═══ Selected extract ═══

Genomic imprinting of the metabolic regulator gene Klf14 is regulated by a paternal sub-TAD anchored at Mest and a shared enhancer in mice.
Genomic imprinting of the metabolic regulator gene Klf14 is regulated by a paternal sub-TAD anchored at Mest and a shared enhancer in mice.
Ha, A.; Hayashi, N.; Bogutz, A. B.; Moindrot, B.; Gomez, L.; Harris, J.; Marcil, A.; Court, F.; Shindo, M.; Arnaud, P.; Drouin, J.; Forne, T.; Noordermeer, D.; Takada, S.; Nakabayashi, K.; Lefebvre, L.
AbstractKLF14 acts as a master regulator of gene expression in adipose tissue and variants at the human KLF14 gene show strong and reproducible association with type 2 diabetes and metabolic syndrome. Risk alleles are only pathologic when maternally inherited, consistent with the observation that KLF14/Klf14 is a maternally-expressed imprinted gene in human and mouse. However, how genomic imprinting is regulated at this important locus is currently unknown. In both species, KLF14/Klf14 is located ~200 kb away from the paternally imprinted gene MEST/Mest, which is regulated by a maternal gametic differentially methylated region (gDMR) at its CpG island (CGI) promoter. Although the Klf14 CGI is kept unmethylated in most tissues, maternally-inherited DNA methylation (DNAme) marks are paradoxically required for Klf14 expression in mouse. Here, we show that Mest and Klf14 reside within the same topologically associating domain (TAD) in both mouse embryonic stem cells (ESCs) and differentiated cells, defined by sites of biallelic CTCF binding at the boundaries. Using allele-specific 4C-seq in F1 hybrid ESCs, we show that CTCF binding specifically to the unmethylated Mest gDMR generates a paternal allele-specific sub-TAD encompassing Klf14. We further show through CRISPR-Cas9-mediated mutagenesis, that deletions of the paternal Mest promoter region in ESCs as well as in vivo in mutant mice, results in both loss of Mest expression and acquisition of biallelic expression at Klf14. By analyzing epigenetic marks and chromatin looping in the Klf14-expressing pituitary cell line AtT-20, we identify a putative enhancer element shared by Mest and Klf14, providing a mechanistic model for the regulation of Klf14 imprinting. This work defines a new role for the Mest maternally methylated gDMR, revealing that it exerts long-range effects via allele-specific modulation of TAD structures and consequently act as an imprinting control region (ICR) in the regulation of Klf14 imprinting. Conservation of this TAD organisation at the human locus suggests that a similar regulatory mechanism operates at KLF14.

═══ Listed records ═══

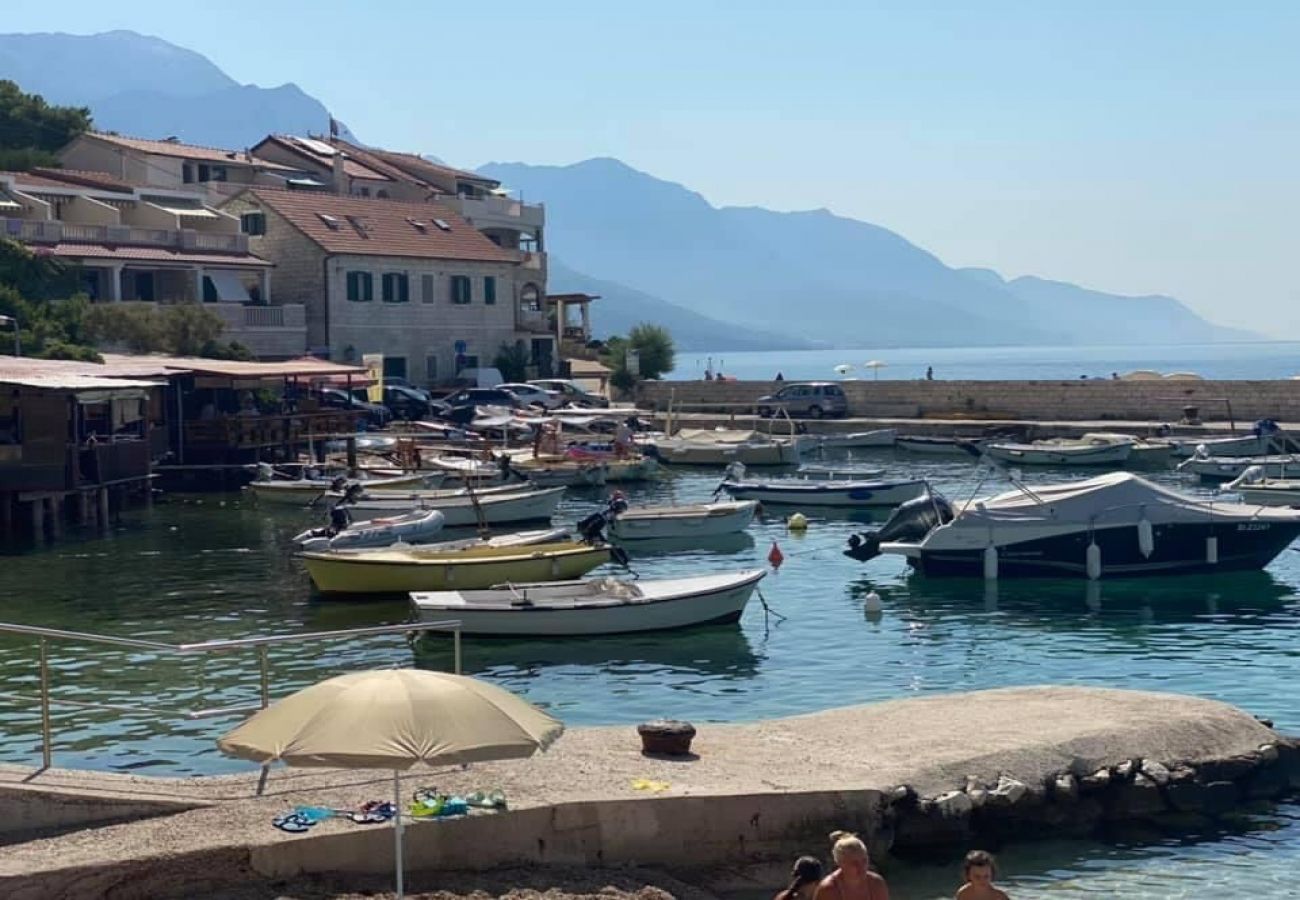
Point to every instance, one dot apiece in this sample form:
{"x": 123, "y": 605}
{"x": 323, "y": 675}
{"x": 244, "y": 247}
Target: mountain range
{"x": 719, "y": 278}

═══

**Work required:** Please write out the part of the Klf14 imprinting text starting at "Ha, A.; Hayashi, N.;" and ending at "K.; Lefebvre, L.", word for word.

**Solution:**
Ha, A.; Hayashi, N.; Bogutz, A. B.; Moindrot, B.; Gomez, L.; Harris, J.; Marcil, A.; Court, F.; Shindo, M.; Arnaud, P.; Drouin, J.; Forne, T.; Noordermeer, D.; Takada, S.; Nakabayashi, K.; Lefebvre, L.